Exercise brief>
Restate every line of the material, word for word.

[Data supplied Boundary: Start]

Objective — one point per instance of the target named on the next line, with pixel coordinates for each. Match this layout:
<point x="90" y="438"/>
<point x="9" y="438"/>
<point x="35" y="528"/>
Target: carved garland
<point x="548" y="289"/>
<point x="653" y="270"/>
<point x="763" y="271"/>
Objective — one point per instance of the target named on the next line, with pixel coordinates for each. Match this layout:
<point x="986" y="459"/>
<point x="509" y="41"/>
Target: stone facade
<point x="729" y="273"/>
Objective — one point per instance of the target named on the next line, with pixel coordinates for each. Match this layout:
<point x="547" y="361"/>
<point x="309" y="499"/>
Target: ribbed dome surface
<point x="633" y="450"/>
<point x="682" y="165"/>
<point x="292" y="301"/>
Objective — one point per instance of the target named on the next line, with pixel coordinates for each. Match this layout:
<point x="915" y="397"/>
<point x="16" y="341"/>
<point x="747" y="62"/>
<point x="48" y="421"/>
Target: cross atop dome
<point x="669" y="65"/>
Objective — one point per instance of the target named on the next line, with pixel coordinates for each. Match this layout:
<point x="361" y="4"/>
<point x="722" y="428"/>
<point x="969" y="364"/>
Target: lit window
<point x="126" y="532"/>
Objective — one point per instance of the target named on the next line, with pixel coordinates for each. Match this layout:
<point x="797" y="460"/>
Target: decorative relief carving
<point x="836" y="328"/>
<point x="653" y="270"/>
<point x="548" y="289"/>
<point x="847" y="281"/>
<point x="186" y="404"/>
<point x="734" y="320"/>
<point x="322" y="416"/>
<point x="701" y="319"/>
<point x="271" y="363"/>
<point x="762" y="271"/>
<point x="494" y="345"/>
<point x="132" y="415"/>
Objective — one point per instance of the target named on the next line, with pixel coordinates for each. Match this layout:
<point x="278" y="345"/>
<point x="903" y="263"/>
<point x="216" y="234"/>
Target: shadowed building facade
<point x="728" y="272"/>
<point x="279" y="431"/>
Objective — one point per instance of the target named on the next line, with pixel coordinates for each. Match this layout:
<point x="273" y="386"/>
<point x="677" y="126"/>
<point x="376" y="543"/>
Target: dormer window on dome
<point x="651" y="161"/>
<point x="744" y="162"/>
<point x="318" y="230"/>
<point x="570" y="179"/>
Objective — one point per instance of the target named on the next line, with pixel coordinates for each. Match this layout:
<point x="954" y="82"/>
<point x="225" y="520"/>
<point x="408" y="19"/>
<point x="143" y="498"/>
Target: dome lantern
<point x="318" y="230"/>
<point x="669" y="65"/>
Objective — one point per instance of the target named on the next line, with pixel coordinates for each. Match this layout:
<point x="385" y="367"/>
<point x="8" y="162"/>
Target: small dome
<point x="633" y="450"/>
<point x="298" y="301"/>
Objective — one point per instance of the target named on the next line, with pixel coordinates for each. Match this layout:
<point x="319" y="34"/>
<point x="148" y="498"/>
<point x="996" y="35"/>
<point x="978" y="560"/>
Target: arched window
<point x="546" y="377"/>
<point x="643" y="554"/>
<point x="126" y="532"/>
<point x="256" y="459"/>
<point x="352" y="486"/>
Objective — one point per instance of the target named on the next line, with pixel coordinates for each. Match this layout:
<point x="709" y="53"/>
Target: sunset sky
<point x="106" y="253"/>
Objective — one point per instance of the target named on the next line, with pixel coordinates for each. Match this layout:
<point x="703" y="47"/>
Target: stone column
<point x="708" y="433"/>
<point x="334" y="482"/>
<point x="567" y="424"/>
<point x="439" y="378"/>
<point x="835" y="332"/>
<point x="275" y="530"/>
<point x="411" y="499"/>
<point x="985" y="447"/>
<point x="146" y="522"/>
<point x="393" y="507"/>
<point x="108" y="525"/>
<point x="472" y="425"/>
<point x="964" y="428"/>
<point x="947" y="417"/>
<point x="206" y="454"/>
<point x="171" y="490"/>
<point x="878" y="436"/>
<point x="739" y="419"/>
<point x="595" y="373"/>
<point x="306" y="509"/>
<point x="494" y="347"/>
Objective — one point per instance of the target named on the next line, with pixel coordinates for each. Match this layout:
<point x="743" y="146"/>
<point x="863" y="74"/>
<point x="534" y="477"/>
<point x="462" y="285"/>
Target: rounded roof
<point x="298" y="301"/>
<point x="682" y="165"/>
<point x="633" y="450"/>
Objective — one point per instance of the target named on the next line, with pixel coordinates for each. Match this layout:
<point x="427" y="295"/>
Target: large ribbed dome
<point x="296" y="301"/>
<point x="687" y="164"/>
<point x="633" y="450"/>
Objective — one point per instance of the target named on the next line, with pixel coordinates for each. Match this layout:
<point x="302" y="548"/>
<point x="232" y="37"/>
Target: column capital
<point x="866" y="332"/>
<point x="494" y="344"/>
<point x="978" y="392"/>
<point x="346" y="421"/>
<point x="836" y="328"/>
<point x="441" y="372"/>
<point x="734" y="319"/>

[Data supplied Boundary: End]

Exercise output>
Objective — one point per instance of the target named on the next line, with pixel coordinates for each. Match this layout:
<point x="90" y="438"/>
<point x="9" y="438"/>
<point x="35" y="528"/>
Target: carved garland
<point x="548" y="289"/>
<point x="653" y="270"/>
<point x="763" y="271"/>
Objective — one point per instance of the target named on the next line, with pixel coordinates for each. Match this layout:
<point x="986" y="459"/>
<point x="509" y="41"/>
Target: stone facade
<point x="729" y="273"/>
Objective — one point per instance of the target named on the next line, with pixel coordinates for each. Match this layout:
<point x="547" y="361"/>
<point x="309" y="499"/>
Target: ribbed dome surface
<point x="633" y="450"/>
<point x="682" y="165"/>
<point x="292" y="301"/>
Objective — one point per instance of the target named on the next line, with pixel coordinates for each. Match this layout:
<point x="915" y="397"/>
<point x="16" y="341"/>
<point x="747" y="62"/>
<point x="48" y="421"/>
Target: cross atop dome
<point x="669" y="65"/>
Objective — one point per instance of the target named on the next line, with pixel coordinates for each. Match this layout:
<point x="361" y="4"/>
<point x="722" y="428"/>
<point x="969" y="364"/>
Target: lit window
<point x="126" y="532"/>
Objective — one point per instance of the target named on the next line, with pixel coordinates for each. Match this layout:
<point x="797" y="460"/>
Target: decorative relief carving
<point x="836" y="328"/>
<point x="653" y="270"/>
<point x="548" y="289"/>
<point x="847" y="281"/>
<point x="186" y="404"/>
<point x="734" y="320"/>
<point x="322" y="416"/>
<point x="701" y="319"/>
<point x="271" y="363"/>
<point x="762" y="271"/>
<point x="494" y="345"/>
<point x="132" y="415"/>
Objective — one point per instance of the target named on the next line, with pixel coordinates for each. Match this layout:
<point x="278" y="345"/>
<point x="903" y="263"/>
<point x="216" y="234"/>
Target: shadowed building facade
<point x="728" y="272"/>
<point x="279" y="431"/>
Objective — one point per instance of the target named on the next line, with pixel coordinates for each. Match this layout:
<point x="273" y="386"/>
<point x="677" y="126"/>
<point x="376" y="543"/>
Target: dormer window on dome
<point x="651" y="161"/>
<point x="744" y="162"/>
<point x="318" y="230"/>
<point x="570" y="179"/>
Objective — one point per instance of the target named on the next line, with pixel coordinates for each. Match this layout:
<point x="954" y="82"/>
<point x="225" y="520"/>
<point x="408" y="19"/>
<point x="143" y="498"/>
Target: dome lantern
<point x="318" y="230"/>
<point x="669" y="65"/>
Objective — one point per instance of the target named on the next line, with pixel coordinates for each. Match this layout:
<point x="385" y="367"/>
<point x="8" y="162"/>
Target: small dome
<point x="633" y="450"/>
<point x="298" y="301"/>
Objective — one point per instance of the target named on the next line, with pixel coordinates for each. Match this layout:
<point x="319" y="34"/>
<point x="148" y="498"/>
<point x="996" y="35"/>
<point x="978" y="560"/>
Target: arched window
<point x="546" y="377"/>
<point x="643" y="554"/>
<point x="126" y="532"/>
<point x="256" y="459"/>
<point x="352" y="486"/>
Objective — one point per instance of the target named on the next line, with pixel coordinates for each. Match this layout:
<point x="709" y="53"/>
Target: sunset sky
<point x="106" y="253"/>
Objective — one point per instance of the target named on the next line, with pixel coordinates for each. Match this layout:
<point x="703" y="47"/>
Target: stone column
<point x="708" y="433"/>
<point x="334" y="482"/>
<point x="567" y="424"/>
<point x="439" y="378"/>
<point x="835" y="332"/>
<point x="275" y="530"/>
<point x="411" y="499"/>
<point x="985" y="447"/>
<point x="146" y="522"/>
<point x="393" y="507"/>
<point x="108" y="525"/>
<point x="472" y="425"/>
<point x="964" y="428"/>
<point x="947" y="417"/>
<point x="206" y="454"/>
<point x="171" y="490"/>
<point x="878" y="436"/>
<point x="739" y="419"/>
<point x="595" y="373"/>
<point x="306" y="509"/>
<point x="494" y="347"/>
Objective — one point per instance of the target named on the next line, with pixel coordinates for each. Match this layout:
<point x="743" y="146"/>
<point x="863" y="74"/>
<point x="534" y="477"/>
<point x="462" y="285"/>
Target: rounded roof
<point x="298" y="301"/>
<point x="682" y="165"/>
<point x="633" y="450"/>
Objective — one point per instance of the target named on the next line, with pixel coordinates for each. Match this layout:
<point x="427" y="295"/>
Target: large ribbed dome
<point x="296" y="301"/>
<point x="687" y="164"/>
<point x="633" y="450"/>
Objective — one point per instance of the target named on the next line, with pixel coordinates for each. Match this layout:
<point x="302" y="548"/>
<point x="232" y="37"/>
Target: column capital
<point x="866" y="332"/>
<point x="494" y="344"/>
<point x="978" y="392"/>
<point x="346" y="421"/>
<point x="836" y="328"/>
<point x="441" y="372"/>
<point x="734" y="319"/>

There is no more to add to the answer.